_Records provided_
★ ★ ★ ★ ★

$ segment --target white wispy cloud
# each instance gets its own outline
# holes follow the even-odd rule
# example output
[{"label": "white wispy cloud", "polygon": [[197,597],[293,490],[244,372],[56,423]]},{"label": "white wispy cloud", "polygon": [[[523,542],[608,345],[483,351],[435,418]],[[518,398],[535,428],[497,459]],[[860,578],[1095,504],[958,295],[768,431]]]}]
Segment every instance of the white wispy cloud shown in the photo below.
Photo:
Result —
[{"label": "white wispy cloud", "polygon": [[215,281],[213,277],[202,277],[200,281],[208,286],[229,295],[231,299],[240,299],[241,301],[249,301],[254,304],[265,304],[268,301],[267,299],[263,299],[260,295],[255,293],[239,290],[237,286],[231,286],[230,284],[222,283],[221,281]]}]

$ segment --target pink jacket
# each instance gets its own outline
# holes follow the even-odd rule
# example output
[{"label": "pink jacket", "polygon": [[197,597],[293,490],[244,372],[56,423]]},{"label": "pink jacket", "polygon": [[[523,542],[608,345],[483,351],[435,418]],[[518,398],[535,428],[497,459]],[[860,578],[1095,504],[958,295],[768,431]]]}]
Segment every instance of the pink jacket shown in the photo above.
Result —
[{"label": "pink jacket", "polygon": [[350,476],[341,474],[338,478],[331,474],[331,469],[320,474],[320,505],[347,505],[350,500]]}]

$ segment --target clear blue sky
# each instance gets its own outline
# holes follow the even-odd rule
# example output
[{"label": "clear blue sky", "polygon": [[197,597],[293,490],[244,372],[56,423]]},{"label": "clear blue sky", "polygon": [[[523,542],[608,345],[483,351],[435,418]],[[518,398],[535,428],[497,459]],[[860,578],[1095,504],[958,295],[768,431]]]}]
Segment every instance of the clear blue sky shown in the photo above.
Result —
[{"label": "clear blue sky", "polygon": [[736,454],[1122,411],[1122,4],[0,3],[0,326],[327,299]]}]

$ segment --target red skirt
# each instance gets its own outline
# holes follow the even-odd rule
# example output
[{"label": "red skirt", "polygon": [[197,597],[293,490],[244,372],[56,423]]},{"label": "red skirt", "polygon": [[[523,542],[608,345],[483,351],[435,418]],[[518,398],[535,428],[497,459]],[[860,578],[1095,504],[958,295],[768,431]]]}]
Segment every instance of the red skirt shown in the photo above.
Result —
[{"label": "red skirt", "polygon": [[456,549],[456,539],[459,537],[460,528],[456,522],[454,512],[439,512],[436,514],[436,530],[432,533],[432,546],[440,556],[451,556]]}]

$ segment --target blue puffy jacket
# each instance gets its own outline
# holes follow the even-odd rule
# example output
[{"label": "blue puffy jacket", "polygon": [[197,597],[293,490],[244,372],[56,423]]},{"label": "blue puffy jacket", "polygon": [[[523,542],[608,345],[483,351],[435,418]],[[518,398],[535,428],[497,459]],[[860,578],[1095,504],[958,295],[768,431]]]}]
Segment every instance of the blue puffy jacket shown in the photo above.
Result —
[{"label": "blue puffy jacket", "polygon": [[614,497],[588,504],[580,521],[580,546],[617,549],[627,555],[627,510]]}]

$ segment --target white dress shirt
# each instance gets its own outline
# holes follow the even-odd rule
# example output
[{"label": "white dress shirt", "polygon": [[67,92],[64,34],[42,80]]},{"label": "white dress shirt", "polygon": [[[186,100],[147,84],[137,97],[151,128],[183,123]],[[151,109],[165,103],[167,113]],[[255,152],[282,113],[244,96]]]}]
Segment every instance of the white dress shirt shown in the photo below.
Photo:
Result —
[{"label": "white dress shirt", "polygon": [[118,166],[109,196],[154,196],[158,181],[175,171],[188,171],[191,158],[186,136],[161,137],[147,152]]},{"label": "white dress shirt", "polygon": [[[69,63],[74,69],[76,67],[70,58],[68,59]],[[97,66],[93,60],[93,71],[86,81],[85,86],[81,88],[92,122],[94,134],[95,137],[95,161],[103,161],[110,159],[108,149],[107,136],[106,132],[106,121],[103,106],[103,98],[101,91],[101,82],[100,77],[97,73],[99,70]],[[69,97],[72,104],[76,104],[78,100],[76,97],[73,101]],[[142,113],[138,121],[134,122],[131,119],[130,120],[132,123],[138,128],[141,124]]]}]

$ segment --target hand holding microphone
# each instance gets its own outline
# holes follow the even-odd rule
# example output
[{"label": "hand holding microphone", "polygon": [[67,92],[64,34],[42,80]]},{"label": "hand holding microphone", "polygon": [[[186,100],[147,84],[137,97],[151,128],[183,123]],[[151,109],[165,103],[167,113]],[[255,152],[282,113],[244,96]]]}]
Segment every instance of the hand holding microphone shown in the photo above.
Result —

★ ★ ★ ★ ★

_Objective_
Reproduce all of the rows above, word for word and in the same order.

_Solution for this exercise_
$ segment --target white wispy cloud
# each instance gets its own outline
# holes follow the even-odd rule
# example output
[{"label": "white wispy cloud", "polygon": [[197,597],[293,490],[244,372],[56,423]]},{"label": "white wispy cloud", "polygon": [[[523,542],[608,345],[483,351],[435,418]],[[518,398],[535,428],[497,459]],[[860,578],[1095,504],[958,295],[768,431]]]}]
Segment every instance of the white wispy cloud shown in the photo below.
Photo:
Result —
[{"label": "white wispy cloud", "polygon": [[215,281],[213,277],[202,277],[200,281],[208,286],[229,295],[231,299],[240,299],[241,301],[249,301],[254,304],[265,304],[268,301],[267,299],[263,299],[260,295],[255,293],[239,290],[237,286],[231,286],[230,284],[222,283],[221,281]]}]

$ segment --target pink jacket
# each instance gets its own outline
# holes follow the even-odd rule
# example output
[{"label": "pink jacket", "polygon": [[197,597],[293,490],[244,372],[56,423]]},{"label": "pink jacket", "polygon": [[[523,542],[608,345],[483,351],[435,418]],[[518,398],[535,428],[497,459]],[[860,578],[1095,504],[958,295],[768,431]]]}]
Segment every instance of the pink jacket shown in the photo above.
Result —
[{"label": "pink jacket", "polygon": [[350,476],[341,474],[338,478],[331,474],[331,469],[320,474],[320,505],[347,505],[350,500]]}]

$ segment --target clear blue sky
# each instance gets its own outline
# holes follow the even-odd rule
# example output
[{"label": "clear blue sky", "polygon": [[197,597],[293,490],[244,372],[56,423]]},{"label": "clear blue sky", "polygon": [[[523,542],[608,345],[483,351],[435,418]],[[518,398],[535,428],[497,459]],[[860,578],[1095,504],[958,295],[768,431]]]}]
Segment every instance of the clear blue sky shown in the photo above.
Result —
[{"label": "clear blue sky", "polygon": [[736,454],[1122,411],[1122,4],[0,3],[0,326],[327,299]]}]

$ segment --target red skirt
# each instance gets its own outline
# holes follow the even-odd rule
# example output
[{"label": "red skirt", "polygon": [[197,597],[293,490],[244,372],[56,423]]},{"label": "red skirt", "polygon": [[[523,542],[608,345],[483,351],[435,418]],[[518,398],[535,428],[497,459]],[[860,578],[1095,504],[958,295],[768,431]]]}]
Segment every instance of the red skirt shown in the photo above.
Result —
[{"label": "red skirt", "polygon": [[456,549],[456,539],[459,537],[460,528],[456,522],[454,512],[439,512],[436,514],[436,530],[432,533],[432,546],[440,556],[451,556]]}]

$ segment --target blue puffy jacket
# each instance gets its own outline
# holes follow the even-odd rule
# example output
[{"label": "blue puffy jacket", "polygon": [[197,597],[293,490],[244,372],[56,423]]},{"label": "blue puffy jacket", "polygon": [[[523,542],[608,345],[483,351],[435,418]],[[518,398],[535,428],[497,459]],[[860,578],[1095,504],[958,295],[768,431]]]}]
Segment every instance of the blue puffy jacket shown in the photo above.
Result —
[{"label": "blue puffy jacket", "polygon": [[614,497],[588,504],[580,521],[580,546],[617,549],[627,555],[627,510]]}]

$ segment --target white dress shirt
# each instance gets its own outline
# holes follow the even-odd rule
# example output
[{"label": "white dress shirt", "polygon": [[67,92],[64,34],[42,80]]},{"label": "white dress shirt", "polygon": [[[186,100],[147,84],[137,97],[151,128],[183,123]],[[151,109],[165,103],[167,113]],[[255,152],[282,113],[244,96]]]}]
Segment every instance of the white dress shirt shown in the photo below.
Photo:
Result —
[{"label": "white dress shirt", "polygon": [[118,166],[109,196],[154,196],[158,181],[175,171],[188,171],[191,158],[186,136],[161,137],[147,152]]},{"label": "white dress shirt", "polygon": [[[69,63],[74,69],[76,67],[70,58],[68,59]],[[97,66],[93,60],[93,71],[86,81],[85,86],[81,88],[92,122],[94,134],[95,137],[95,161],[103,161],[110,159],[108,149],[107,136],[106,132],[106,121],[103,106],[103,98],[101,91],[101,82],[100,77],[97,73],[99,70]],[[69,97],[72,104],[76,104],[78,100],[76,97],[73,101]],[[142,113],[138,121],[134,122],[131,119],[130,120],[132,123],[138,128],[141,124]]]}]

$ segment --target hand holding microphone
# each instance gets its own outline
# holes follow the even-odd rule
# example output
[{"label": "hand holding microphone", "polygon": [[67,92],[64,34],[42,80]]},{"label": "hand holding microphone", "polygon": [[[186,100],[147,84],[137,97],[151,128],[183,123]],[[151,109],[165,103],[167,113]],[[255,152],[282,113],[244,96]]]}]
Segment every instance of the hand holding microphone shown in the photo above.
Result —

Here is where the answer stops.